Für die Gesellschaft insgesamt ist es aber kontraproduktiv. Wenn kaum jemand den Anfang machen möchte, rückt die Herdenimmunität in weite Ferne. Und damit auch die Rückkehr zum Alltag, den doch alle herbeisehnen, aus sozialen wie ökonomischen Gründen.

Der erste Debattenversuch wurde diskreditiert

Der Anreiz mit Vorteilen, wie ihn Mitsotakis vorschlägt, passt besser zu Demokratie und Marktwirtschaft. Er ist nicht der Erste. Auch in Deutschland hatte diese Debatte im alten Jahr bereits einmal begonnen: Besuche in Cafés, Restaurants, Kinos und Urlaubsreisen nur für Geimpfte. Doch eine große parteiübergreifende Koalition hat sie rasch abgewürgt, mit diskreditierenden Etiketten: keine Sonderrechte, keine Zwei-Klassen-Gesellschaft, der Ansatz sei unsolidarisch.

━━━━━━━━━━━━━━━━━━━━━━━━━━━━━━

-- AUFGABEN --
a. Bearbeite den Lesetext: Gib den Abschnitt wieder, der bei den Worten „Der erste Debattenversuch“ beginnt und nach „Ansatz sei unsolidarisch.“ endet. Ersetze darin „Restaurants“ durch „Bars“.
b. Stimmen die folgenden Aussagen mit dem Lesetext überein? Antworte jeweils mit Ja oder Nein und zitiere die entscheidenden Worte.
(i) Mitsotakis schlägt einen Anreiz mit Vorteilen vor.
(ii) In Deutschland begann die Debatte erst im neuen Jahr.
(iii) Eine einzelne Partei hat die Debatte beendet.
c. Beantworte die folgenden Fragen zum Lesetext:
(i) Was rückt in weite Ferne, wenn kaum jemand den Anfang machen möchte?
(ii) Aus welchen Gründen sehnen alle die Rückkehr zum Alltag herbei?
(iii) Was sollte nach der Debatte in Deutschland nur für Geimpfte gelten?

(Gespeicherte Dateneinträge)
━━━━━━━━━━━━━━━━━━━━━━━━━━━━━━

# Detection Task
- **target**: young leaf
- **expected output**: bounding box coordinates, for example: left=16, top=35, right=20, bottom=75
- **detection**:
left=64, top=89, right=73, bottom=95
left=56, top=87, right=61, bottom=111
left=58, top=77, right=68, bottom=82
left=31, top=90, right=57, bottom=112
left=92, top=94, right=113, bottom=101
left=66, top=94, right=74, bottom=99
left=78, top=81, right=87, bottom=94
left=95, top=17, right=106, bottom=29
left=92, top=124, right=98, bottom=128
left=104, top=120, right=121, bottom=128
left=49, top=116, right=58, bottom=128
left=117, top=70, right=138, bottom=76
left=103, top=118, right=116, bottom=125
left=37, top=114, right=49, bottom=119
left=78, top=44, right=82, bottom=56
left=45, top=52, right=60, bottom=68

━━━━━━━━━━━━━━━━━━━━━━━━━━━━━━

-- LÖSUNGEN --
a.
Der erste Debattenversuch wurde diskreditiert

Der Anreiz mit Vorteilen, wie ihn Mitsotakis vorschlägt, passt besser zu Demokratie und Marktwirtschaft. Er ist nicht der Erste. Auch in Deutschland hatte diese Debatte im alten Jahr bereits einmal begonnen: Besuche in Cafés, Bars, Kinos und Urlaubsreisen nur für Geimpfte. Doch eine große parteiübergreifende Koalition hat sie rasch abgewürgt, mit diskreditierenden Etiketten: keine Sonderrechte, keine Zwei-Klassen-Gesellschaft, der Ansatz sei unsolidarisch.

b.
(i) Ja: „Der Anreiz mit Vorteilen, wie ihn Mitsotakis vorschlägt“
(ii) Nein: „im alten Jahr bereits einmal begonnen“
(iii) Nein: „eine große parteiübergreifende Koalition hat sie rasch abgewürgt“

c.
(i) Die Herdenimmunität
(ii) Aus sozialen wie ökonomischen Gründen
(iii) Besuche in Cafés, Restaurants und Kinos sowie Urlaubsreisen